ページ抜粋 |

宿泊客にリラックスして過ごしてほしいという思いを込めて建てました。
一富士旅館 4代目女将 松田淳子さん「川のせせらぎが聞こえて、鳥のさえずりが聞こえて、ゆっくり泊まってもらえるというのがお客様に喜んでもらえる条件かなと」
4年前、人吉市の中心市街地で営業していた一富士旅館は、すぐ近くを流れる球磨川が氾濫して5メートル近く浸水しました。
松田さん「(屋上から)下を見たら道路が川みたいになって、いろいろなものが流れてきた。娘にだけは電話した。『もしかしたらこれが最後の電話になるかもよ』と言いながら」
死を覚悟するほどの被害。タオルなど身近なものさえ失い、旅館も営業できなくなりました。
それでも…
松田さん「代々続いてきた宿なので『私の代で潰すのは…』との気持ちもあり、もう一回やり直さないといけないとの気持ちだった」
壊れた建物は使用不能になり、土地も区画整理の対象に。そのため新たな土地探しから始め、以前の場所から約4キロ離れた温泉が湧き出る山あいの場所で再出発を決めました。

作業内容 |
a: 一富士旅館の再建をめぐる文章について、次の三つの記述がそれぞれ文章と合っているかをはい・いいえで答え、決め手となる本文の語句をそのまま引用せよ。(i) 旅館は球磨川の氾濫で5メートル近く浸水した。(ii) 再出発の地は以前の場所から約10キロ離れている。(iii) 松田さんは屋上から息子に電話した。
b: 一富士旅館の再建をめぐる文章を、最後の文のあとから書き継げ。

抽出データ |
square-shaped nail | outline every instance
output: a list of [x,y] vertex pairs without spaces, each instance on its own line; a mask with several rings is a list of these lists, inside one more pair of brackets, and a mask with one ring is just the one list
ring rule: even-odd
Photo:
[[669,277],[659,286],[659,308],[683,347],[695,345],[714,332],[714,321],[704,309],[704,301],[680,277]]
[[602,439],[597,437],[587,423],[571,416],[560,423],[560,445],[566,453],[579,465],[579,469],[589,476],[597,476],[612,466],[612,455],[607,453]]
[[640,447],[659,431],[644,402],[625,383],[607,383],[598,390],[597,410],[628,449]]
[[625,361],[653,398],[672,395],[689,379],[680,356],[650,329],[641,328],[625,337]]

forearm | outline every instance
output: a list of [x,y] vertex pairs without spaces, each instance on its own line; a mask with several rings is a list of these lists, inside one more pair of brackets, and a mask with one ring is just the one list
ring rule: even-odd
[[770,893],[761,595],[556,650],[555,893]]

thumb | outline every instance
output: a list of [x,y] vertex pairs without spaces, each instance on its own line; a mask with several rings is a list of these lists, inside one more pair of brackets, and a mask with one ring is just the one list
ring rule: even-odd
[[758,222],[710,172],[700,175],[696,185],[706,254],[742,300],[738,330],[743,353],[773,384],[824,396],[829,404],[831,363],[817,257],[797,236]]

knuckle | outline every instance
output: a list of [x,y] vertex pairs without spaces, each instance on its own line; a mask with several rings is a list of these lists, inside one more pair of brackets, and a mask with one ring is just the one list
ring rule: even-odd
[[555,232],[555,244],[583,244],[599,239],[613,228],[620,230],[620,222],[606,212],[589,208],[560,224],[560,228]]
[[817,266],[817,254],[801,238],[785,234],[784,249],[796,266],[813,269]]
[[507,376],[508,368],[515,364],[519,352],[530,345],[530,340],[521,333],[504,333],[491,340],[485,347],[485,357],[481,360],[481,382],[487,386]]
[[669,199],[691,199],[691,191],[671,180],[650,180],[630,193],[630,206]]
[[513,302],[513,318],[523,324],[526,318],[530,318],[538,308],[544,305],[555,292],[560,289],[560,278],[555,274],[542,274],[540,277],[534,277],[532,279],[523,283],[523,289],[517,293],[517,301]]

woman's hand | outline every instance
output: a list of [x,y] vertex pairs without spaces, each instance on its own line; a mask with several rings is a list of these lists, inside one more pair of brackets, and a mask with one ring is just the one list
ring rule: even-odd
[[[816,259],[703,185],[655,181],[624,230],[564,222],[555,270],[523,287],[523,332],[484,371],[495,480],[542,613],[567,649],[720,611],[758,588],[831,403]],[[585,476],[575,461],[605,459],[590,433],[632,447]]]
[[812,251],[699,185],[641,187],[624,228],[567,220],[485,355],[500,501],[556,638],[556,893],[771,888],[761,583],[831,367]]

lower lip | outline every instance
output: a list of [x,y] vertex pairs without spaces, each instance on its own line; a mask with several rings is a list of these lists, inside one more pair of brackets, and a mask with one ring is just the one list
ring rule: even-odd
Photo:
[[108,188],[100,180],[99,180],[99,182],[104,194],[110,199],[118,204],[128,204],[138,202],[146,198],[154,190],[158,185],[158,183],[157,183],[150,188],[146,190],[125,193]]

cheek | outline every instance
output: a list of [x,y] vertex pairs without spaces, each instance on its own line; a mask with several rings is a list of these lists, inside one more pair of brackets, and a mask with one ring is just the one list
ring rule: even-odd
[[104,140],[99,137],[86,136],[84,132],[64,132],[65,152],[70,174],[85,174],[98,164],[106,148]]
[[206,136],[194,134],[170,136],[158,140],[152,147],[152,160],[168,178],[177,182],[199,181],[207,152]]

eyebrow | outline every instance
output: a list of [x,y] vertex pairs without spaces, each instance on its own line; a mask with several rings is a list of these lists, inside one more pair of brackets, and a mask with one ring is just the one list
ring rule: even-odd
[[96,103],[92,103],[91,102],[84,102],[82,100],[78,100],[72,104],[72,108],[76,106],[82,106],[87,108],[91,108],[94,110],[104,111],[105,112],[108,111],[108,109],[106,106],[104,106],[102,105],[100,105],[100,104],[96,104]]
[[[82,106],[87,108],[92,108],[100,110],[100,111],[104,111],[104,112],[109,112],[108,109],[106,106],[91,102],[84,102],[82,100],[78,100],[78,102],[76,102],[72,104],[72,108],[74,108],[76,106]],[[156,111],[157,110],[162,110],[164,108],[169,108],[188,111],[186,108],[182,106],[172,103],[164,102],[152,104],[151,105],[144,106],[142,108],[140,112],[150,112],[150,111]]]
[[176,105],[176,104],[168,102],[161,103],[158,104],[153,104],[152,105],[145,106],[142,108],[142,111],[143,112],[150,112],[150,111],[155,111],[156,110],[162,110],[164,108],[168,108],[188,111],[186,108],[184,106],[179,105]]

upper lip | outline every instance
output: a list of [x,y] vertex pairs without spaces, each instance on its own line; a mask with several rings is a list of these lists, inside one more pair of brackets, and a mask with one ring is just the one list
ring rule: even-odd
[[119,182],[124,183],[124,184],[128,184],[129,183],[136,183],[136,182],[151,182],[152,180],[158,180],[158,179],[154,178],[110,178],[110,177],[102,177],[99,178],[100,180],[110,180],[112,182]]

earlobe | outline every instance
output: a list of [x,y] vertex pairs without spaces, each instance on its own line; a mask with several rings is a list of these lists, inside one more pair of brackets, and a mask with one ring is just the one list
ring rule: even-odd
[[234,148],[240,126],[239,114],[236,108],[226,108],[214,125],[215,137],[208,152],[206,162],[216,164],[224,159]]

作業ごとの結果 |
a:
(i) はい。「すぐ近くを流れる球磨川が氾濫して5メートル近く浸水しました」
(ii) いいえ。「以前の場所から約4キロ離れた」
(iii) いいえ。「娘にだけは電話した」

b:
新たに建てた8棟は、テラス付きのスイートルームや和室がメインの広々とした部屋など4種類。全ての部屋に付けた露天風呂は9月のプレオープンでも好評で、各棟に配膳棚を付けることにもこだわりました。
松田さん「特に女性のお客様に部屋でゆっくりしてもらいたい。寝間着のままで化粧もせずにゆっくりと朝食を部屋で召し上がってもらい、あと1回お風呂に入ってゆっくりしていただけるかなと」
廃業した場所を除くと、これで人吉市の宿泊施設がすべて復旧。松田さんは、支え続けてくれた地元・人吉への恩返しを誓います。
松田さん「まだまだ足りないところがいっぱいあるので、お客様の声を聞きながら少しずつ改善していきながら『一富士に泊まりに行きたい。人吉に行きたい』というお客様が増えていけばいいなと」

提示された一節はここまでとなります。